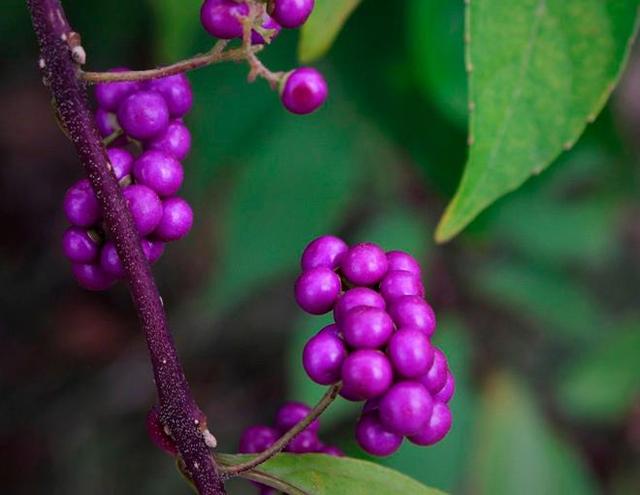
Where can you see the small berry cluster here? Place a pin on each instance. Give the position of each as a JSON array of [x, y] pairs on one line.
[[302, 90], [379, 345], [149, 139]]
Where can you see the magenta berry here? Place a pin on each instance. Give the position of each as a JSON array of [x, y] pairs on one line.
[[304, 91]]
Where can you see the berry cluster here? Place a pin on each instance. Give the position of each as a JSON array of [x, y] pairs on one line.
[[302, 90], [149, 139], [379, 345]]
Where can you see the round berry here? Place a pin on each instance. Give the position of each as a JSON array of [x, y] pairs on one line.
[[437, 428], [292, 13], [80, 205], [176, 92], [78, 246], [291, 413], [159, 171], [358, 296], [304, 91], [366, 374], [175, 141], [317, 290], [364, 264], [176, 221], [143, 115], [406, 408], [145, 207], [323, 356], [367, 328], [326, 251], [413, 311], [410, 352], [374, 438]]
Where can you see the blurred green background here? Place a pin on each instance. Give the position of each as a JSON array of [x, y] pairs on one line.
[[537, 300]]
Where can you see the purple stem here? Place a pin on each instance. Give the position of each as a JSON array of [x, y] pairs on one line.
[[178, 410]]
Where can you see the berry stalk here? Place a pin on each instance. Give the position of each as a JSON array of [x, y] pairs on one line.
[[178, 410]]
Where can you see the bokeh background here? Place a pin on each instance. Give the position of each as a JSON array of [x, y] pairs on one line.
[[537, 300]]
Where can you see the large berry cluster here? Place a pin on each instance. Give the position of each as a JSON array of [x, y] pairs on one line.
[[302, 90], [145, 159], [379, 345]]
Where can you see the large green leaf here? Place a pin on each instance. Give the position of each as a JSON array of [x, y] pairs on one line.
[[319, 474], [538, 72]]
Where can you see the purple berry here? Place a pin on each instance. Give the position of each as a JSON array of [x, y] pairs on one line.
[[406, 408], [144, 115], [176, 220], [80, 205], [176, 92], [257, 439], [91, 276], [358, 296], [145, 207], [317, 290], [175, 141], [364, 264], [366, 374], [437, 428], [414, 312], [323, 356], [410, 352], [159, 171], [304, 91], [326, 250], [78, 246], [367, 328], [374, 438], [291, 413], [398, 283], [292, 13]]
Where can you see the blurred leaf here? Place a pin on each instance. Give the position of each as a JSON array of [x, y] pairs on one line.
[[538, 72], [323, 26], [320, 474], [602, 384], [435, 29], [516, 452]]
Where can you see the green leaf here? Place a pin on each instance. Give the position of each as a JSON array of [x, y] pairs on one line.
[[538, 72], [602, 385], [319, 474], [323, 26]]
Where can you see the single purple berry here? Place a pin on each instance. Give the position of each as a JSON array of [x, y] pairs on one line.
[[175, 141], [437, 428], [159, 171], [78, 246], [80, 204], [92, 276], [414, 312], [358, 296], [143, 115], [406, 408], [367, 328], [317, 290], [374, 439], [291, 413], [364, 264], [323, 356], [410, 352], [176, 92], [366, 374], [326, 250], [145, 207], [292, 13], [304, 91], [256, 439], [176, 220]]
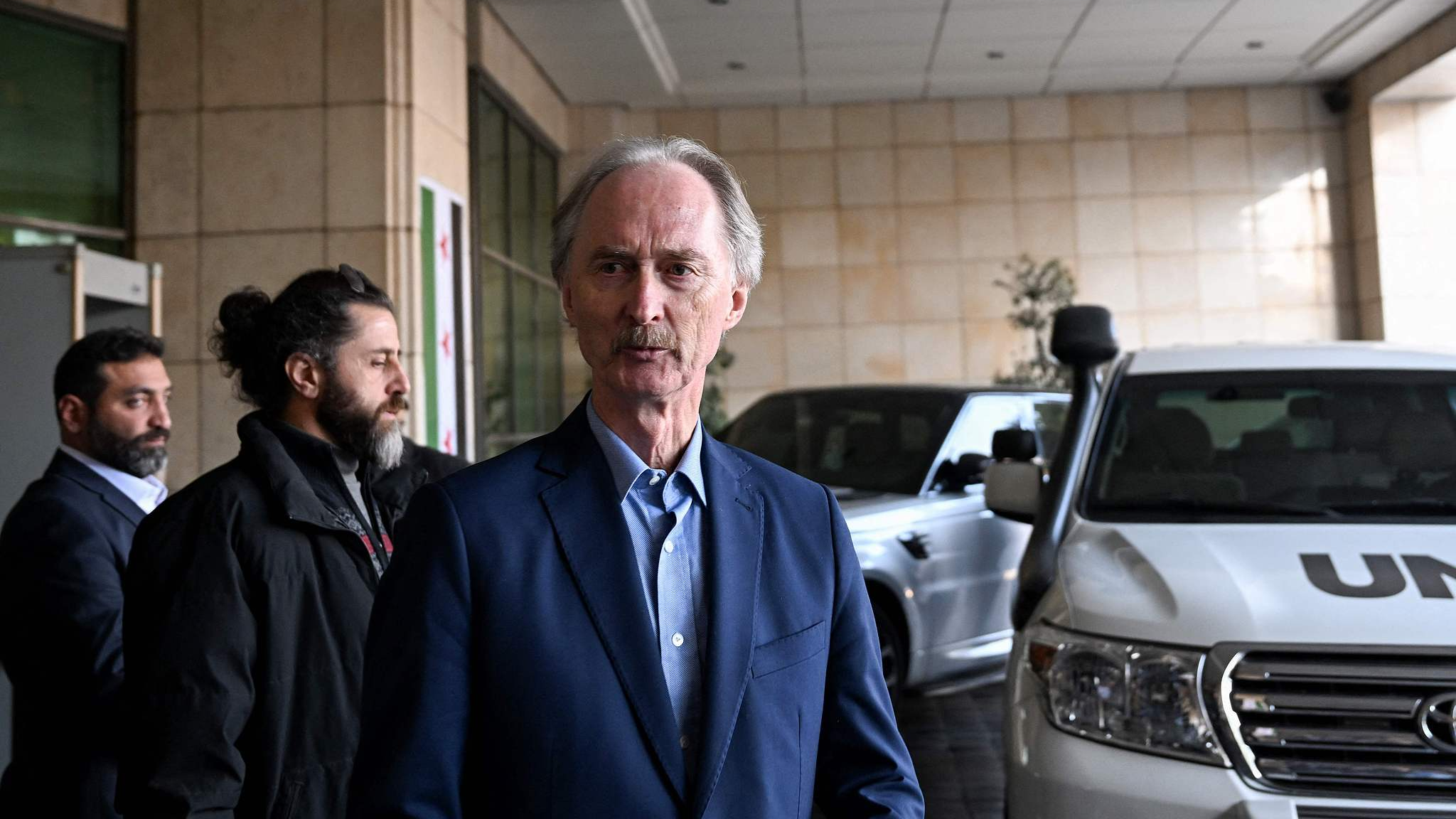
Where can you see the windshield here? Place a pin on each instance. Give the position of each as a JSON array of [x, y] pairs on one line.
[[1339, 445], [880, 441]]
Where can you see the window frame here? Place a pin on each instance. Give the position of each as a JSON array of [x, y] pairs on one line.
[[126, 40], [520, 276]]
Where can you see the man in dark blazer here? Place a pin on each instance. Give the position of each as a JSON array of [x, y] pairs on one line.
[[625, 617], [63, 551]]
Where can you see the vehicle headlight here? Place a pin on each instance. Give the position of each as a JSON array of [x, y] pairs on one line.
[[1139, 697]]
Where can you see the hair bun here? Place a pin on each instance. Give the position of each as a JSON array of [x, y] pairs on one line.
[[237, 338]]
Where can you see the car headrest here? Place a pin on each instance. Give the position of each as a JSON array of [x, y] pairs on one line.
[[865, 444], [1169, 437], [1357, 424], [1307, 407], [1265, 442], [1420, 442]]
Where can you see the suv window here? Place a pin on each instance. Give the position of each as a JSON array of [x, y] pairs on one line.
[[1257, 445], [869, 439], [1051, 419], [987, 414]]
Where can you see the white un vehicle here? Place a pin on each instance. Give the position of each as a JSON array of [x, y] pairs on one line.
[[1236, 599]]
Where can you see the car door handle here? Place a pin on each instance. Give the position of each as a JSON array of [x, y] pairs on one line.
[[915, 542]]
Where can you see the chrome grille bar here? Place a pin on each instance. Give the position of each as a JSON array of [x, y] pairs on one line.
[[1334, 723]]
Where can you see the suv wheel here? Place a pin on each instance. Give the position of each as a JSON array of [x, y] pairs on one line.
[[893, 653]]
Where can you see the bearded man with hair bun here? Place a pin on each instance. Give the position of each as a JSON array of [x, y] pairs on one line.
[[250, 592]]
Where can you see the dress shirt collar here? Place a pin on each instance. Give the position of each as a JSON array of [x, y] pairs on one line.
[[147, 493], [626, 465]]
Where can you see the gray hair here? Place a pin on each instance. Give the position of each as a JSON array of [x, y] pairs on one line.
[[742, 229]]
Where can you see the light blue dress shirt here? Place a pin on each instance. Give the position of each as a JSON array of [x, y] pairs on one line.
[[664, 515]]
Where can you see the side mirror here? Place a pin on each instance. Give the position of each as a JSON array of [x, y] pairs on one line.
[[1082, 336], [1014, 444], [1014, 490], [961, 473]]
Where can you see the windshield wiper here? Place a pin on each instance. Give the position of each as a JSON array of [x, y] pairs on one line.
[[1228, 508], [1398, 506]]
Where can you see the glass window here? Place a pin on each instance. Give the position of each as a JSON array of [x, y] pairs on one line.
[[518, 311], [1339, 445], [1050, 416], [989, 414], [880, 441], [60, 134]]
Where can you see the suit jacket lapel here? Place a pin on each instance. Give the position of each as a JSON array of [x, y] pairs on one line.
[[734, 554], [597, 548], [68, 466]]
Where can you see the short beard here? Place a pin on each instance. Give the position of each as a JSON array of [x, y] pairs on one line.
[[361, 432], [127, 455]]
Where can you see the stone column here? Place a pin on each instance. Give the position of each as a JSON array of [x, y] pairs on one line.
[[277, 136]]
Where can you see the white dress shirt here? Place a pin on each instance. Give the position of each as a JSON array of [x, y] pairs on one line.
[[147, 493]]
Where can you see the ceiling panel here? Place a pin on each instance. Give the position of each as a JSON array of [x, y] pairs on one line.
[[754, 36], [1129, 77], [868, 26], [1231, 73], [1286, 14], [987, 83], [1121, 50], [1368, 44], [698, 65], [1014, 54], [887, 6], [882, 48], [744, 91], [867, 59], [1021, 21], [862, 88], [734, 11], [536, 22], [1231, 46], [1152, 16]]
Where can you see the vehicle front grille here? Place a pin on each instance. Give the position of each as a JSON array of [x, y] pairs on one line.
[[1329, 723]]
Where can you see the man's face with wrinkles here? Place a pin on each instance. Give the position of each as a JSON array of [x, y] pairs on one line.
[[129, 426], [651, 284]]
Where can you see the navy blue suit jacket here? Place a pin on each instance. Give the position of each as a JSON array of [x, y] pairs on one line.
[[63, 551], [513, 670]]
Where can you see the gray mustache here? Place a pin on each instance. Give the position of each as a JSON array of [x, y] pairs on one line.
[[655, 336]]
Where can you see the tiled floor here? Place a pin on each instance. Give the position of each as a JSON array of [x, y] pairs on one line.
[[956, 741]]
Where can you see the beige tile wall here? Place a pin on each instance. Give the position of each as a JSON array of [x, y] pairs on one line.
[[1414, 187], [252, 169], [1197, 216], [1369, 152]]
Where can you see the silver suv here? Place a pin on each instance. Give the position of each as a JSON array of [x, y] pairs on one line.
[[906, 464]]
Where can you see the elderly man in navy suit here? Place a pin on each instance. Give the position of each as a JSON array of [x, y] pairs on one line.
[[626, 617], [63, 551]]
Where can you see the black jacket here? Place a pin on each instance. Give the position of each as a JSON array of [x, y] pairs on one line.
[[62, 557], [248, 599]]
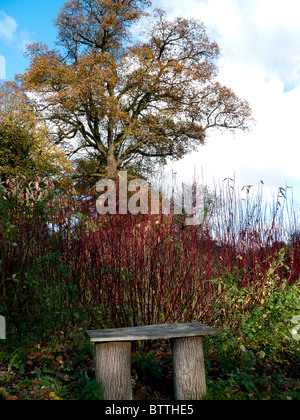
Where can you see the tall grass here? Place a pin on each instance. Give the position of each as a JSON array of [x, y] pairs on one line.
[[63, 264]]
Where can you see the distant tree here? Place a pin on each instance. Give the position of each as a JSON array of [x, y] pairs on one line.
[[26, 149], [130, 103]]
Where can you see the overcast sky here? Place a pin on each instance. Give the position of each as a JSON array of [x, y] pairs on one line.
[[260, 60]]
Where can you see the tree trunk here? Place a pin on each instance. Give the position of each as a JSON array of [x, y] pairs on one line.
[[188, 368], [113, 370]]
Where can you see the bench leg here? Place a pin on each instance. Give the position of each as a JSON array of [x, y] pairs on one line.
[[188, 368], [113, 370]]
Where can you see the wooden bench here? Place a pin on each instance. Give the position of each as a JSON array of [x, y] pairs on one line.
[[113, 358]]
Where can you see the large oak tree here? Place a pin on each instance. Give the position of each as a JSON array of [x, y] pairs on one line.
[[125, 102], [27, 150]]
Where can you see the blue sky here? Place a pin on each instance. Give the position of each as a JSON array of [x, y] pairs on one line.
[[23, 22], [260, 43]]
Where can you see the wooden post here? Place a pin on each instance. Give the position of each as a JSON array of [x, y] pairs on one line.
[[188, 368], [113, 370]]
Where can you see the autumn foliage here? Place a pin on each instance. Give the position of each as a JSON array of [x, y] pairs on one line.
[[130, 103]]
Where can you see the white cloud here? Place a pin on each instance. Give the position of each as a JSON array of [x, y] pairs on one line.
[[8, 26], [261, 62], [10, 33]]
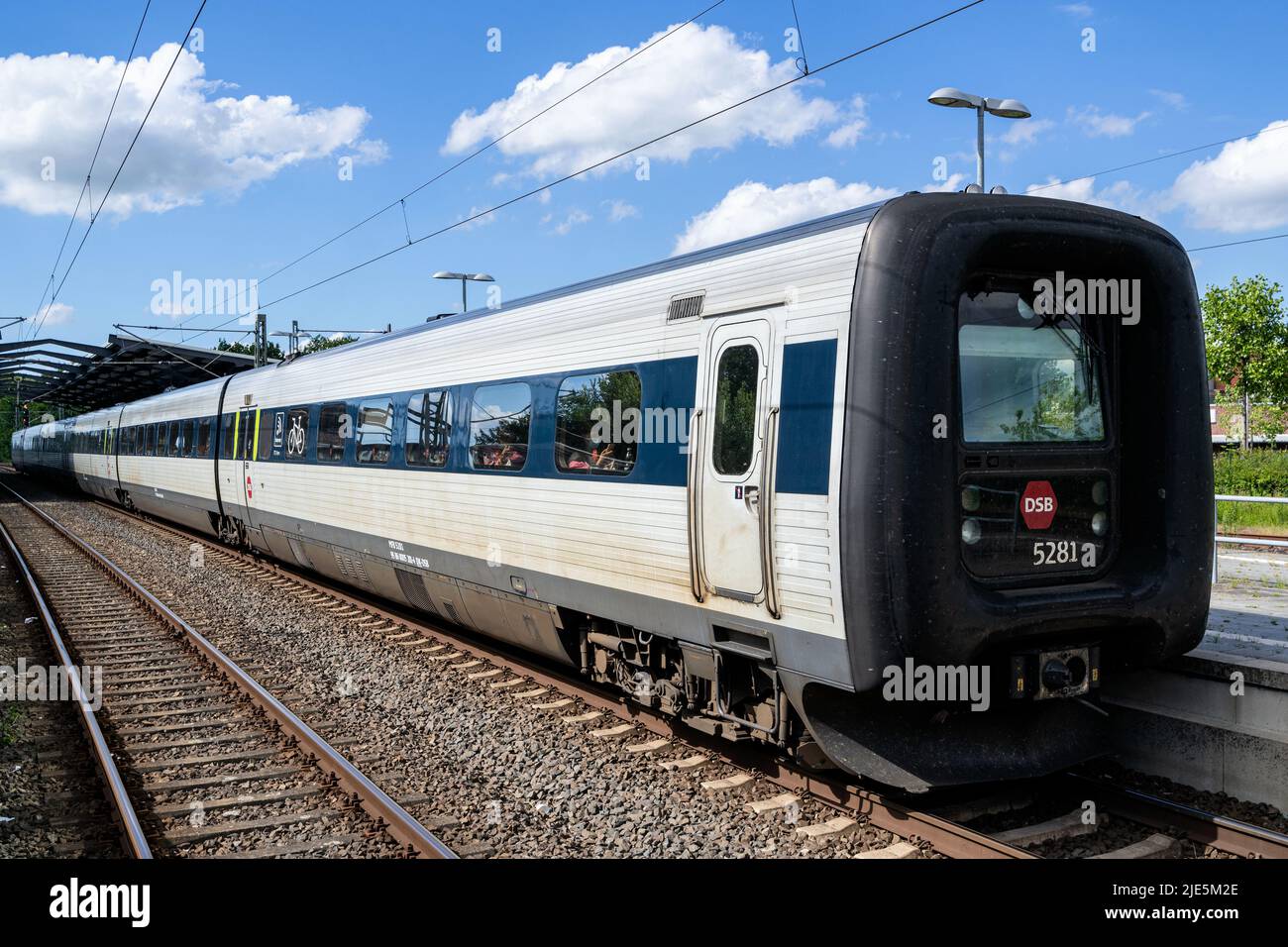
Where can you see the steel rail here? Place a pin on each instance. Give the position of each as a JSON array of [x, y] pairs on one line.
[[374, 800], [1224, 834], [948, 838], [132, 828]]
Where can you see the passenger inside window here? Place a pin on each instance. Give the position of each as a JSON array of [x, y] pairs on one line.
[[429, 428], [597, 423], [226, 436], [375, 431], [500, 418], [334, 428], [204, 438]]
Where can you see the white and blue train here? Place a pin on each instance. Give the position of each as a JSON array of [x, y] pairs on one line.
[[851, 487]]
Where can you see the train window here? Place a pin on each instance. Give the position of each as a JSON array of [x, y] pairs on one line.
[[375, 431], [596, 423], [296, 433], [334, 429], [250, 434], [429, 428], [733, 438], [226, 436], [1025, 377], [500, 418], [267, 437]]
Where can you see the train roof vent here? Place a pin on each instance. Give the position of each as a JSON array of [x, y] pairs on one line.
[[686, 307]]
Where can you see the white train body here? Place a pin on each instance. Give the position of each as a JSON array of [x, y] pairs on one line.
[[764, 412]]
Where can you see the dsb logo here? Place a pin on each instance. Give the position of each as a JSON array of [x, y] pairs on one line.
[[1038, 504]]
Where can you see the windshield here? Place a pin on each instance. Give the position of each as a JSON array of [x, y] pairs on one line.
[[1025, 379]]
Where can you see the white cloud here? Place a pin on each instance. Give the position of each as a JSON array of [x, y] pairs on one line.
[[1173, 99], [1119, 196], [754, 208], [1099, 124], [854, 124], [54, 315], [956, 182], [619, 210], [1243, 188], [695, 72], [196, 142], [1025, 132], [574, 218]]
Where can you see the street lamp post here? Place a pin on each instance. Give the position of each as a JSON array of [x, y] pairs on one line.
[[1003, 108], [464, 278]]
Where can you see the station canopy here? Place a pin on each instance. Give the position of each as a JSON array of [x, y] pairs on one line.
[[84, 377]]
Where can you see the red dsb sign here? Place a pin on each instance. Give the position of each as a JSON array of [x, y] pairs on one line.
[[1038, 504]]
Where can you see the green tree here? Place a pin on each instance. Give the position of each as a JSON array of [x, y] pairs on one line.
[[243, 348], [1245, 331]]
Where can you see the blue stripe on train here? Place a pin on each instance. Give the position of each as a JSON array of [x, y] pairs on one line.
[[805, 416]]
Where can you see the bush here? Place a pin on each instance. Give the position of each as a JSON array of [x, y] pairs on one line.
[[1252, 474]]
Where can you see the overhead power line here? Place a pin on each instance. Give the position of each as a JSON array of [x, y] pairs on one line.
[[89, 174], [478, 151], [1157, 158], [618, 155], [1236, 243], [120, 167]]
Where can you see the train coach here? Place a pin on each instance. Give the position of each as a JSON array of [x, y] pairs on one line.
[[864, 488]]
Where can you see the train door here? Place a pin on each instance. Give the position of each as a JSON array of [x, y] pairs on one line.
[[732, 457], [248, 425]]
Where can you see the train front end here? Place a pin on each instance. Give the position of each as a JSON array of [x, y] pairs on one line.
[[1026, 484]]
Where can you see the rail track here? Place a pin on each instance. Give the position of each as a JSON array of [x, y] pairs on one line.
[[175, 719], [944, 828]]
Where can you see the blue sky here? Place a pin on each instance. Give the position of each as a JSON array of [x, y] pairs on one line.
[[239, 169]]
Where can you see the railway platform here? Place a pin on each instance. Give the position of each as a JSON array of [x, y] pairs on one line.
[[1218, 716]]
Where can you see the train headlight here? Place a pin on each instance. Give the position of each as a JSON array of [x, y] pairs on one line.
[[1100, 493]]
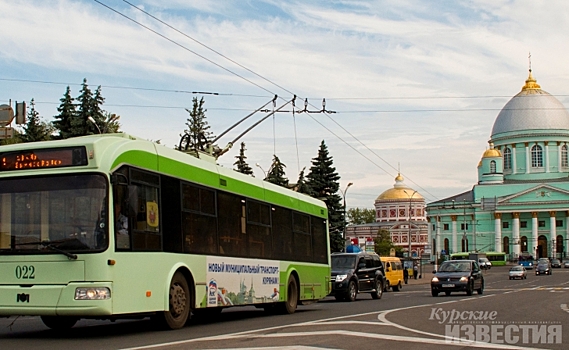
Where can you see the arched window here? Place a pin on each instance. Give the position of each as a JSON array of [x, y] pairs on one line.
[[507, 158], [536, 156], [506, 245]]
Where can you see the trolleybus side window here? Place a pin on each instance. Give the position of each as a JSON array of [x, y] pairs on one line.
[[282, 233], [231, 223], [144, 211], [320, 248], [199, 220], [171, 214], [302, 240], [259, 229]]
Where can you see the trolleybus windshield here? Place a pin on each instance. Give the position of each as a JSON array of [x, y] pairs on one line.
[[53, 214]]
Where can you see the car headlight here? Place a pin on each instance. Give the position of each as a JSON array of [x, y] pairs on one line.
[[340, 278], [95, 293]]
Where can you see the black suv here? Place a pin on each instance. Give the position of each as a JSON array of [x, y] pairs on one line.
[[456, 276], [354, 273]]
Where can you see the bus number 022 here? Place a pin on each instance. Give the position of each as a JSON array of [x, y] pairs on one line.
[[25, 272]]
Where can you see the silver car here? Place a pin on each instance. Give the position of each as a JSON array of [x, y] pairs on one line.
[[518, 272]]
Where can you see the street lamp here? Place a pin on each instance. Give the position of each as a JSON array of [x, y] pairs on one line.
[[344, 197], [259, 166], [410, 197], [90, 119]]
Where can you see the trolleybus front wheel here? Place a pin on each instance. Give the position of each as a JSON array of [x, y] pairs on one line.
[[289, 306]]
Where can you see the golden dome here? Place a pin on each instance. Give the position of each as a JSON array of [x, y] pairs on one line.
[[531, 83], [400, 191], [491, 152]]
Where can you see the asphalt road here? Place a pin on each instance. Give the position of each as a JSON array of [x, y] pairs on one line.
[[531, 313]]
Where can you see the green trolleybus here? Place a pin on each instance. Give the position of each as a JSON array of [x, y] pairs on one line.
[[111, 226]]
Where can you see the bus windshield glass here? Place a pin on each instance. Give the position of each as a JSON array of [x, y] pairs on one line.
[[343, 262], [53, 214]]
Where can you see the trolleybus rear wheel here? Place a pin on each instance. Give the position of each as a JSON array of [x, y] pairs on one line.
[[179, 304]]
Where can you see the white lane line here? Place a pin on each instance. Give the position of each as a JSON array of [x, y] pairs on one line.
[[343, 333]]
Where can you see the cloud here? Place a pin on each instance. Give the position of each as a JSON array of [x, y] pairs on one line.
[[417, 84]]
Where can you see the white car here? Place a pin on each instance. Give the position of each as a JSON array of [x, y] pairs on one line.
[[518, 272]]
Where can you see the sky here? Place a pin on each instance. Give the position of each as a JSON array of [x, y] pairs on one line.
[[410, 86]]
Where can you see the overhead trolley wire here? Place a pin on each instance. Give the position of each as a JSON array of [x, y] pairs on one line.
[[240, 76]]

# # # # #

**Descrição da tarefa:** Apresente em forma de lista JSON de strings, uma para cada linha, as linhas das entradas acima que vão da linha com "Where can you see the windshield wiper" até a linha com "[[147, 493]]", incluindo as duas. Deixe de fora as linhas em branco.

**Resposta completa:**
[
  "Where can you see the windshield wiper here? Place a pin on each instance. Give the position of each as a JSON array of [x, y] pairs on one line.",
  "[[1228, 508], [1398, 506]]",
  "Where can you see the glass window here? Place a pin on each instance. Give the position of each as a JSON array of [x, y] pairs on one line.",
  "[[518, 311], [1339, 445], [1050, 416], [989, 414], [880, 441], [60, 134]]",
  "Where can you see the suit jacket lapel here? Place a pin on each instance. Give the position of each as a JSON array of [x, y] pairs on one line.",
  "[[734, 554], [597, 548], [68, 466]]",
  "Where can you see the short beard here? Place a pin on each instance. Give the position of each as a JSON array of [x, y] pairs on one line.",
  "[[361, 432], [127, 455]]",
  "Where can you see the stone column here? Place a pin on each instance. Give the position of each as a JSON array of [x, y] pairs on one line.",
  "[[277, 136]]",
  "Where can you see the white dress shirt here? Place a pin on each instance. Give the position of each as a JSON array of [x, y] pairs on one line.",
  "[[147, 493]]"
]